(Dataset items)
-*-*-

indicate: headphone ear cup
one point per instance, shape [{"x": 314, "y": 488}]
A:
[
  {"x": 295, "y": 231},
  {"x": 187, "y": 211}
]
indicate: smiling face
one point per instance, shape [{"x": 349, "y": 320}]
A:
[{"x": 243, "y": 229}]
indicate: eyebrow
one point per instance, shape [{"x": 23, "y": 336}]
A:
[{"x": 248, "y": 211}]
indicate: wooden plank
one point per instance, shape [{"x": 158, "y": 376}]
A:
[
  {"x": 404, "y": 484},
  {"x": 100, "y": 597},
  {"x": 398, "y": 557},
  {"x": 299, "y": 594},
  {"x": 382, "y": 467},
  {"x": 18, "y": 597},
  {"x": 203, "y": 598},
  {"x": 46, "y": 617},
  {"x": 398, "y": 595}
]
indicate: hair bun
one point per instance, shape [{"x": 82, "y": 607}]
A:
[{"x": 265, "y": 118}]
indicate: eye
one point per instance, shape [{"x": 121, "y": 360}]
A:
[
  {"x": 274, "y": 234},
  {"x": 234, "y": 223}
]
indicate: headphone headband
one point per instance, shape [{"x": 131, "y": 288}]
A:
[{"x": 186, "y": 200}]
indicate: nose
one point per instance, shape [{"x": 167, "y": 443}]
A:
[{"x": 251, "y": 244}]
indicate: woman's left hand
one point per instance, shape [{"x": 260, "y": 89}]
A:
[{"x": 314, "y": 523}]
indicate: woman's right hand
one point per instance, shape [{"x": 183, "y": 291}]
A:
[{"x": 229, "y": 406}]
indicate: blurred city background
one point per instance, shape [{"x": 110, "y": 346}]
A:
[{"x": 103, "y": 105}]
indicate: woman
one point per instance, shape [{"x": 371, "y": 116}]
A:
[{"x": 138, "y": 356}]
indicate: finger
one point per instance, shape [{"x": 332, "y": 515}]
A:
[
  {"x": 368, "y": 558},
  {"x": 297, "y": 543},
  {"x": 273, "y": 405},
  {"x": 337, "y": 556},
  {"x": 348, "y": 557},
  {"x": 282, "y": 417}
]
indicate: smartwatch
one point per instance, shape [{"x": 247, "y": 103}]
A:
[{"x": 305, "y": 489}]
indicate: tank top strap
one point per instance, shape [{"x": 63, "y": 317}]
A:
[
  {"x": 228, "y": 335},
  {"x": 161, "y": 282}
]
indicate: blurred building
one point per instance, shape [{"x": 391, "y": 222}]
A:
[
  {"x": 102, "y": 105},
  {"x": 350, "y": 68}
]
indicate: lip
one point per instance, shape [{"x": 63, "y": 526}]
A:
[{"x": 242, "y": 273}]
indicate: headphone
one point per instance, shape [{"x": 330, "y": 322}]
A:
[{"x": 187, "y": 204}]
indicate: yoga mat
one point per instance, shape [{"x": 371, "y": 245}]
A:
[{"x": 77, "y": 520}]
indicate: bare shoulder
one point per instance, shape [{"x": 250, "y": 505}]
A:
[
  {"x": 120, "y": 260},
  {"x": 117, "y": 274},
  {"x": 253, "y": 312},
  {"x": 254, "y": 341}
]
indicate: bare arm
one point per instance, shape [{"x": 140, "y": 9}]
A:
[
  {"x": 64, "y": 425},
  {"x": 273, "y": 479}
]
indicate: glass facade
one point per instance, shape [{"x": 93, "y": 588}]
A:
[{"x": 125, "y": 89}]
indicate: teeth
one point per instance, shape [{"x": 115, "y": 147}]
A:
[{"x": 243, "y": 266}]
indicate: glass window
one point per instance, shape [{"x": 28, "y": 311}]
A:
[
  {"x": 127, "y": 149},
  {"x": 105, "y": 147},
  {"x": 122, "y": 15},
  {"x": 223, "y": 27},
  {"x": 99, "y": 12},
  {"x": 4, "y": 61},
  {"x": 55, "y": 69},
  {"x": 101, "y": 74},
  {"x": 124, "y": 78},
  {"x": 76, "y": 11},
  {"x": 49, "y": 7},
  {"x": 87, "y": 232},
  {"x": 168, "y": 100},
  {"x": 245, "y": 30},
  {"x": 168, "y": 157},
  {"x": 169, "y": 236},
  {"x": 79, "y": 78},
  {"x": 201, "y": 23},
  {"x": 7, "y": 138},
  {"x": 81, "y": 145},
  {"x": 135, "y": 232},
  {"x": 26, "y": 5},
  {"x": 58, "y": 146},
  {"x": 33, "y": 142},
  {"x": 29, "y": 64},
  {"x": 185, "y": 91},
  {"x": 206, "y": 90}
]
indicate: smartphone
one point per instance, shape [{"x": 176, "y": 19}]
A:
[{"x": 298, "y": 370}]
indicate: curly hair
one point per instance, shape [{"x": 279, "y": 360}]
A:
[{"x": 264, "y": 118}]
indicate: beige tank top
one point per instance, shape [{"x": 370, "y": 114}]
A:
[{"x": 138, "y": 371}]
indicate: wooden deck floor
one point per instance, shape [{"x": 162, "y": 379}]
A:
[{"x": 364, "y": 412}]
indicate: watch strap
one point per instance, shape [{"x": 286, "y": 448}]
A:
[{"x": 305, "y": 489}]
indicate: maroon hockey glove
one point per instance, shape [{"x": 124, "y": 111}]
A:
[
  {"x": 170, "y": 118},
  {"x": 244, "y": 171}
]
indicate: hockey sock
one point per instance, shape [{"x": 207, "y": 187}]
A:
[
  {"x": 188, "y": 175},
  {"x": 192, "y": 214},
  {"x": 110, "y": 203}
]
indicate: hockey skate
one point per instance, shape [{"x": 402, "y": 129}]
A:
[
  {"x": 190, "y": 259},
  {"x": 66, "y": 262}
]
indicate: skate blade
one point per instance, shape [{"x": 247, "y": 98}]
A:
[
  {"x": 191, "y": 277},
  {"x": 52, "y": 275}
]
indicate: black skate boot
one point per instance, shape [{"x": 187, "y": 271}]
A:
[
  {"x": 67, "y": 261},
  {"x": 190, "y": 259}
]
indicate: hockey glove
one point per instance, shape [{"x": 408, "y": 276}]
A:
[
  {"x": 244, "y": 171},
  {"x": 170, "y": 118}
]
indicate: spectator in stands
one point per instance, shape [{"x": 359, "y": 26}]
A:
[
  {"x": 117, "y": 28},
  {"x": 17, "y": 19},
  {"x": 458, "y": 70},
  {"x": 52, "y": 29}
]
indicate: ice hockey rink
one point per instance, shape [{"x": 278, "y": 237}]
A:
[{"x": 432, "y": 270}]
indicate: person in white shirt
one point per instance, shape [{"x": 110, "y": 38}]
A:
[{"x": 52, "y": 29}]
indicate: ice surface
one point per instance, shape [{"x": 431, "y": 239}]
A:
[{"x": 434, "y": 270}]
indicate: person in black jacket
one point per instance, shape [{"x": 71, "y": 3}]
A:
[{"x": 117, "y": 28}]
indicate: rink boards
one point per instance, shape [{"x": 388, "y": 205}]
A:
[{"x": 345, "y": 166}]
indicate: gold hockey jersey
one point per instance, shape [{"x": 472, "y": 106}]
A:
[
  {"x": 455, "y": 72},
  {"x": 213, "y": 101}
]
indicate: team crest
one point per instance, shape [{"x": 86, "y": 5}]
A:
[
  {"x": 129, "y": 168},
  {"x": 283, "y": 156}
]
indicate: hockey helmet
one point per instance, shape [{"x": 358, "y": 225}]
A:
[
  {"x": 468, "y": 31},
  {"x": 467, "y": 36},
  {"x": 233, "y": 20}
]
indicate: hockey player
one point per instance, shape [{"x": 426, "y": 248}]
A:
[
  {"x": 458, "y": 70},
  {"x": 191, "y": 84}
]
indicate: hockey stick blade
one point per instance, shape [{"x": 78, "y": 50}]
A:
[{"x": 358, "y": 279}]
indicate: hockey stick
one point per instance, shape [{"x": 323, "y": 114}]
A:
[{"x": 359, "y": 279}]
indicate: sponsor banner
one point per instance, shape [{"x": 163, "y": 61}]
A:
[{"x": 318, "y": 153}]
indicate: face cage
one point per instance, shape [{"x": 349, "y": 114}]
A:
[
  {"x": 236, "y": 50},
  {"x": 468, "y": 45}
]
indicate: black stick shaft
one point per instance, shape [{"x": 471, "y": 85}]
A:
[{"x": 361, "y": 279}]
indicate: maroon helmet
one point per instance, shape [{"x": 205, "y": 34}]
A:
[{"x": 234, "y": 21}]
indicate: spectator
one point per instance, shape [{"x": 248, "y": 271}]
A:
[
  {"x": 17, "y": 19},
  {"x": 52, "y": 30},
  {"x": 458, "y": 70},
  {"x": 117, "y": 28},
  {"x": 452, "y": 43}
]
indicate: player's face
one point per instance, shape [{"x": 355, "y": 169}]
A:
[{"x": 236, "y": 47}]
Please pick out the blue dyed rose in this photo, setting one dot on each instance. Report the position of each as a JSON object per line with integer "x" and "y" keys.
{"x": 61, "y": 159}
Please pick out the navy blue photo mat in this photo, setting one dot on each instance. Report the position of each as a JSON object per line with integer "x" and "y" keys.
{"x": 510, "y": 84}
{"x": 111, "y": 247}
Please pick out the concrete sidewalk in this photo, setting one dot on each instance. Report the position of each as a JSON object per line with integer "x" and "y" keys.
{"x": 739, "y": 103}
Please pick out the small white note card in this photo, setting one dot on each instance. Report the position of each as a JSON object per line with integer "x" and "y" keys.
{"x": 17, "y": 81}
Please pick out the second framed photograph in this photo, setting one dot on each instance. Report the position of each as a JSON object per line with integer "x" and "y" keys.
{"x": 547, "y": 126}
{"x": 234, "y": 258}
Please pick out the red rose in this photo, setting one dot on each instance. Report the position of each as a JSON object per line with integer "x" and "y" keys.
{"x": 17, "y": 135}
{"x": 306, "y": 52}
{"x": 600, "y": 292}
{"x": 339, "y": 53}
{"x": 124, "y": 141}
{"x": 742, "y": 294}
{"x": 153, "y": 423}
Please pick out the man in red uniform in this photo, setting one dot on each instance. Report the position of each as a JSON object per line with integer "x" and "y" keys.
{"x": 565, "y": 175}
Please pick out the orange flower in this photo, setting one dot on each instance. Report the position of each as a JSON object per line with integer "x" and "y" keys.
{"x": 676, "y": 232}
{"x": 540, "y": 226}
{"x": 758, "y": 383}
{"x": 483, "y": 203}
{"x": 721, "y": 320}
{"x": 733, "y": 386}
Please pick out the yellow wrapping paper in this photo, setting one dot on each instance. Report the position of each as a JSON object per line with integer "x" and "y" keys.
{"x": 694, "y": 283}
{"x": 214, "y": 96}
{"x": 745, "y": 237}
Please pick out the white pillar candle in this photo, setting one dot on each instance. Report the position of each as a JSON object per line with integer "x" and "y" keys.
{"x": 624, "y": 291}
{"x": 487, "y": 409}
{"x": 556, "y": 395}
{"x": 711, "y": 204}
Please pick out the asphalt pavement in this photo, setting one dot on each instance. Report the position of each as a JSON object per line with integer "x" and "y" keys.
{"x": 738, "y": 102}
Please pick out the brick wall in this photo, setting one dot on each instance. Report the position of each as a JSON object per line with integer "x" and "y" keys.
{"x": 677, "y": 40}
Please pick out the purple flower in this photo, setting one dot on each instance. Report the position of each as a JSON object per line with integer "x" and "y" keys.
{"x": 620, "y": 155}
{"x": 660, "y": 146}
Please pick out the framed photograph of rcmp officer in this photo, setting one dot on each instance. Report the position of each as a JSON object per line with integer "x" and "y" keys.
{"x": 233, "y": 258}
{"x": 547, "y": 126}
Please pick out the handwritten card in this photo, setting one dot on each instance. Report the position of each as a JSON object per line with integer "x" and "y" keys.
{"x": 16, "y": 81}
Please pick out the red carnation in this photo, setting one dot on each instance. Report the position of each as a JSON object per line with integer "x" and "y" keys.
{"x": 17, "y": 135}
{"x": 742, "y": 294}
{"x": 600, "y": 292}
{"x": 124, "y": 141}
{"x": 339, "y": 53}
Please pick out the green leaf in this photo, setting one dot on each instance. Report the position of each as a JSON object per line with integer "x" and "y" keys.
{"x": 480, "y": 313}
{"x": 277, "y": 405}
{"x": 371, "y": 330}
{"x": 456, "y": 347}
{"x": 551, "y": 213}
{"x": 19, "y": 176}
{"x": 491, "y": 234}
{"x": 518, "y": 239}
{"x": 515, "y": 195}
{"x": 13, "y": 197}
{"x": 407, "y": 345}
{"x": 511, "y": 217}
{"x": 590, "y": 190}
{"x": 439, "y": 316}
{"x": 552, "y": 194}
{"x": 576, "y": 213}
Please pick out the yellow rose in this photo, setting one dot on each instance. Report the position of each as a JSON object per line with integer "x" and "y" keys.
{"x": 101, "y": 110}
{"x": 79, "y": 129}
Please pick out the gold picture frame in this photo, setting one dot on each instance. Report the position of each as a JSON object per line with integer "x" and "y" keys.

-*-*-

**Set task:**
Please rewrite every line of the records, from the one containing "Please pick out the handwritten" through the end, inclusive, and multiply each x and y coordinate in the answers by 0.85, rounding to whole numbers with halves going up. Keep all other lines unchanged.

**Exercise output:**
Please pick out the handwritten card in this photo, setting one dot on each instance. Report the position of each as a JSON object per line with integer "x" and "y" keys.
{"x": 14, "y": 69}
Please pick out the red carnation in this photo, setting one dot on each instance. Report the position of each as a JSON object per line with integer "x" and "y" keys.
{"x": 14, "y": 115}
{"x": 631, "y": 250}
{"x": 510, "y": 248}
{"x": 105, "y": 120}
{"x": 288, "y": 45}
Please pick out the green leaf in this photo, setting one dot on each instance. Report the position of each as a JSON object per line with integer "x" and "y" keys.
{"x": 408, "y": 266}
{"x": 235, "y": 344}
{"x": 315, "y": 281}
{"x": 388, "y": 295}
{"x": 468, "y": 181}
{"x": 16, "y": 150}
{"x": 417, "y": 199}
{"x": 440, "y": 203}
{"x": 438, "y": 166}
{"x": 11, "y": 167}
{"x": 346, "y": 293}
{"x": 434, "y": 184}
{"x": 502, "y": 162}
{"x": 373, "y": 269}
{"x": 469, "y": 165}
{"x": 490, "y": 181}
Please pick out the yellow rose in this photo, setting one dot on each instance. Report the position of each as a JSON object per line with integer "x" and "y" keys.
{"x": 86, "y": 94}
{"x": 67, "y": 110}
Please pick out the gold picture frame in this photo, setting one dot on each instance. Report the position of each as a JSON object per line with integer "x" and "y" keys.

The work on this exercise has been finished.